ВАША ЗАДАЧА | Воспроизведите полностью и без изменений текст об антропологическом повороте.

ТЕКСТ |
======
В этой связи, «здесь и сейчас» заявляет о себе другой аспект антропологии, связанный не с ее мировоззренческими предпосылками, а с ее бытованием как дисциплины, с ее конкретными исследовательскими практиками: «антропологический поворот без этнографии — то есть (в данном случае) без производства новых дискурсивных (описательных) материалов и документов — немыслим» (С. Ушакин). И, в частности, первостепенным направлением исследования представляется «рефлексивная этнография науки», которая «не только имеет историографическое или прогностическое значение, но должна быть непременной частью антропологического поворота как интеллектуального проекта» (А. Панченко). Однако и задача интеллектуальной этнографии — с двойным дном, поскольку «для России, с ее статусом "второго мира", дело осложняется стремлением быть одновременно субъектом и объектом "антропологического" (в традиционном смысле) исследования» (Б. Гаспаров). «Мы другие», и с этого, пожалуй, стоит начинать всякое постулирование «другого», который был бы без того слишком легкой добычей, то есть предсказуемым, выхолощенным, безжизненным объектом, нерелевантным и теоретически, и политически. Возможно, дело в том, что «нам другим», по выражению Дины Гусейновой, попросту не подходит «управляемая методологическими поворотами демократия» и искомая нами новая антропология культуры требует для себя «демократии стихийных выборов аналитической оптики», продуктивность которых зависит от нашей готовности принять на себя нелегкий груз перемен.
О. Тимофеева
___________________________
1) См.: Козлов С. Осень филологии // НЛО. 2011. № 110. С. 15—22, а также дискуссию в том же номере (с. 23—91).
2) См.: Бахманн-Медик Д. Режимы текстуальности в литературоведении и культурологии: вызовы, границы, перспективы. От антропологического поворота к cultural turns / Пер. с нем. К. Бандуровского // НЛО. 2011. № 107 (http:// magazines.russ.ru/nlo/2011/107/do5.html).
3) См.: Прохорова И.Д. Новая антропология культуры. Вступление на правах манифеста // НЛО. 2009. № 100. С. 9—16.
======
ПРЕДОСТАВЛЕННЫЕ МАТЕРИАЛЫ |
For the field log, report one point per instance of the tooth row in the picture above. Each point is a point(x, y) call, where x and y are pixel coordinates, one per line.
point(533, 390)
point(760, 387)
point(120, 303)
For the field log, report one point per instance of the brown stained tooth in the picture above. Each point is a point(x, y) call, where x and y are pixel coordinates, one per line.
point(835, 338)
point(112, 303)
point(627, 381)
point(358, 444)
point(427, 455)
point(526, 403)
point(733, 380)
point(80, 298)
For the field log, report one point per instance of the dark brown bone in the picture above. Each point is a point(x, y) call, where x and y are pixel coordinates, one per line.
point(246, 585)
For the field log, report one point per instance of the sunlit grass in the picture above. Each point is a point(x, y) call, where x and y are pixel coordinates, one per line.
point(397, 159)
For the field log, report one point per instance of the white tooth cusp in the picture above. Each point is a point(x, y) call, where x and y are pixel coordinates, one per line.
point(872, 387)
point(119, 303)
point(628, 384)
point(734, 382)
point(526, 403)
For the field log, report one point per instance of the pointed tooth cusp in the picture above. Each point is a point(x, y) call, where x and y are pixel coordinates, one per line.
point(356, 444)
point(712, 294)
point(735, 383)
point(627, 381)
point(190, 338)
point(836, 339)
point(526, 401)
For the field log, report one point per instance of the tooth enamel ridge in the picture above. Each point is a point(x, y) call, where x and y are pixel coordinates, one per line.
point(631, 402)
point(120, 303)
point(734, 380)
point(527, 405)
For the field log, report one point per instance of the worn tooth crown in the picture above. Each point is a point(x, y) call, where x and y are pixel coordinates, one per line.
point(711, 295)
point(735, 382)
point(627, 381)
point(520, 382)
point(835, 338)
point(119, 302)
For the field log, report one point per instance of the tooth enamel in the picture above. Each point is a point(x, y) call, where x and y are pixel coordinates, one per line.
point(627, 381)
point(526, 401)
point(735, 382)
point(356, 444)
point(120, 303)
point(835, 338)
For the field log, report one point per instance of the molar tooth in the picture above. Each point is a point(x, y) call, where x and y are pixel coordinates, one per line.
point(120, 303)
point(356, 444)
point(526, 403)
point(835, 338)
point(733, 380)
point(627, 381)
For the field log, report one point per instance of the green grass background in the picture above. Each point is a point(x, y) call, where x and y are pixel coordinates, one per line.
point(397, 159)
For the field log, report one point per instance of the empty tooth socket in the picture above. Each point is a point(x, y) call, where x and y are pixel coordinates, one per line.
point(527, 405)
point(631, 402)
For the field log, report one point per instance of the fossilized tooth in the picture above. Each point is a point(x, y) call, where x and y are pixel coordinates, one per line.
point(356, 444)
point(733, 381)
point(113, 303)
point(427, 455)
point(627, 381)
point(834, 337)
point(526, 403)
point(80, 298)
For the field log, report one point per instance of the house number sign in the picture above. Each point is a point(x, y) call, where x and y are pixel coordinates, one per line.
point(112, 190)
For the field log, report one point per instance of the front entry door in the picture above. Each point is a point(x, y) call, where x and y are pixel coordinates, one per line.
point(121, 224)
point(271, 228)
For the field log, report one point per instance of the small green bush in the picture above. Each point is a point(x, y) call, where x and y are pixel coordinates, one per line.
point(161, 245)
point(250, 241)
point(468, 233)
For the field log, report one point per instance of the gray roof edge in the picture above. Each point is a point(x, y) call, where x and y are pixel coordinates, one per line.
======
РЕШЕНИЕ ЗАДАЧИ |
В этой связи, «здесь и сейчас» заявляет о себе другой аспект антропологии, связанный не с ее мировоззренческими предпосылками, а с ее бытованием как дисциплины, с ее конкретными исследовательскими практиками: «антропологический поворот без этнографии — то есть (в данном случае) без производства новых дискурсивных (описательных) материалов и документов — немыслим» (С. Ушакин). И, в частности, первостепенным направлением исследования представляется «рефлексивная этнография науки», которая «не только имеет историографическое или прогностическое значение, но должна быть непременной частью антропологического поворота как интеллектуального проекта» (А. Панченко). Однако и задача интеллектуальной этнографии — с двойным дном, поскольку «для России, с ее статусом "второго мира", дело осложняется стремлением быть одновременно субъектом и объектом "антропологического" (в традиционном смысле) исследования» (Б. Гаспаров). «Мы другие», и с этого, пожалуй, стоит начинать всякое постулирование «другого», который был бы без того слишком легкой добычей, то есть предсказуемым, выхолощенным, безжизненным объектом, нерелевантным и теоретически, и политически. Возможно, дело в том, что «нам другим», по выражению Дины Гусейновой, попросту не подходит «управляемая методологическими поворотами демократия» и искомая нами новая антропология культуры требует для себя «демократии стихийных выборов аналитической оптики», продуктивность которых зависит от нашей готовности принять на себя нелегкий груз перемен.
О. Тимофеева
___________________________
1) См.: Козлов С. Осень филологии // НЛО. 2011. № 110. С. 15—22, а также дискуссию в том же номере (с. 23—91).
2) См.: Бахманн-Медик Д. Режимы текстуальности в литературоведении и культурологии: вызовы, границы, перспективы. От антропологического поворота к cultural turns / Пер. с нем. К. Бандуровского // НЛО. 2011. № 107 (http:// magazines.russ.ru/nlo/2011/107/do5.html).
3) См.: Прохорова И.Д. Новая антропология культуры. Вступление на правах манифеста // НЛО. 2009. № 100. С. 9—16.